▶ **REQUIREMENT 1**:
In the comments on the MSK standards, how many domains does Andrew Cuff say the new standards have?
▶ **REQUIREMENT 2**:
Transcribe the comments on the MSK standards, starting at "Helen du Toit, MSK" and ending at "within the service.".

Helen du Toit, MSK clinical and APP lead, Royal Free London NHS Trust
‘Time and resources for staff to read, implement and evaluate the standards is important.
‘Having an awareness of your demand and capacity ratio would be useful in whether there is enough resource to support the use of these standards in practice, and what is missing within the service.
‘Job planning with staff and having the time to look at CPD and how this is factored in is important.’
Andrew Cuff, consultant MSK physiotherapist, Connect Health
‘Don’t try and implement all at once. A simple gap analysis would show areas for improvement, and a good idea would be to start at this point by using the most relevant service standard.
‘These standards need to align with what we do in the future within MSK services.
‘This is a good opportunity to benchmark any MSK service and a good starting point would be to use these new standards as a checklist to start with. The eight domains are on point and represent what services should be looking at now and in the future.’
Phil Ackerman, consultant physiotherapist, NHS Lothian
‘The new standards are very welcome to support MSK service improvement. Shared decision-making is one example of a standard which our services have used to provide ongoing service evaluation. It is good to see the endorsement of this theme in the standards and consider how it can be implemented and measured’.

▶ **DATA SEGMENT**:
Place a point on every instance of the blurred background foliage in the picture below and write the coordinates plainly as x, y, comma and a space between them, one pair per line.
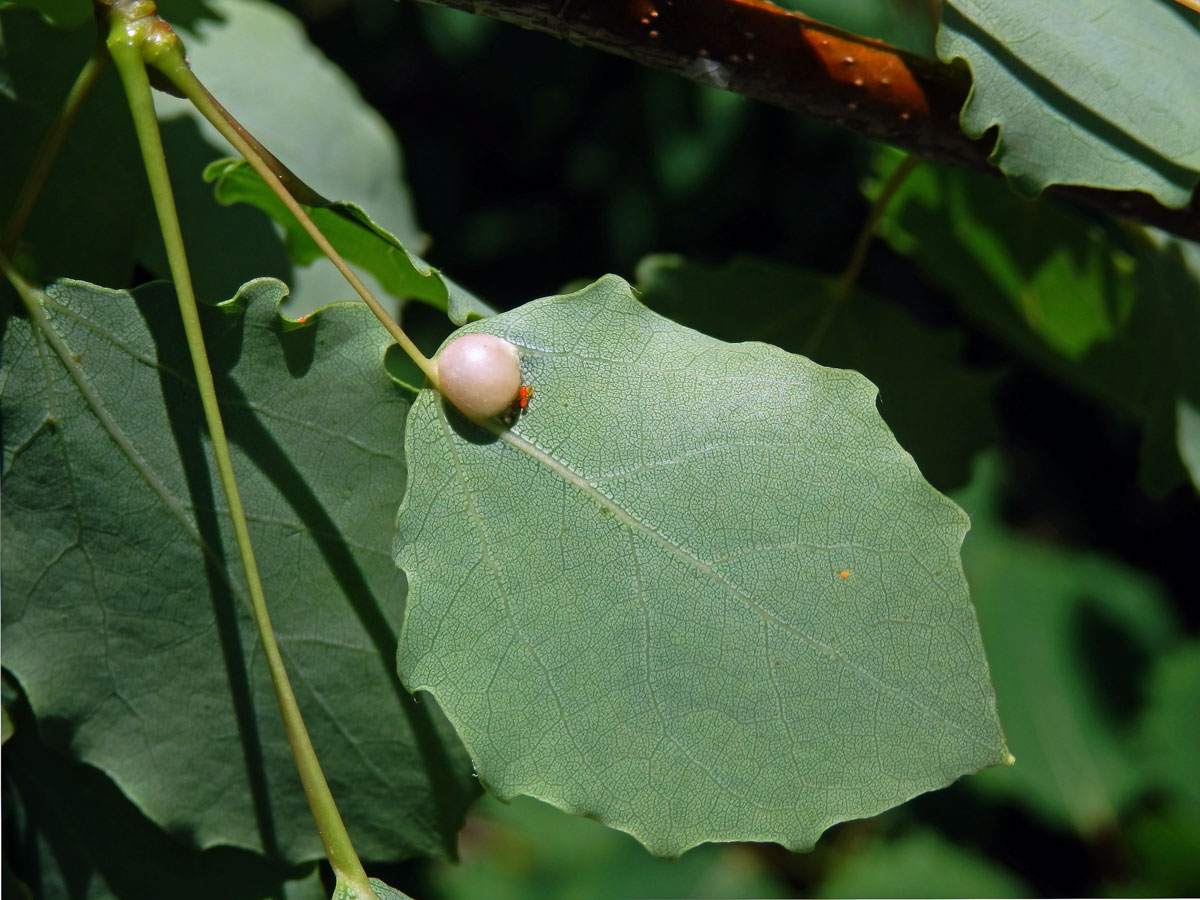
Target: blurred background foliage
1009, 369
535, 165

▶ **WRITTEN ANSWER 1**:
Eight domains.

▶ **WRITTEN ANSWER 2**:
Helen du Toit, MSK clinical and APP lead, Royal Free London NHS Trust
‘Time and resources for staff to read, implement and evaluate the standards is important.
‘Having an awareness of your demand and capacity ratio would be useful in whether there is enough resource to support the use of these standards in practice, and what is missing within the service.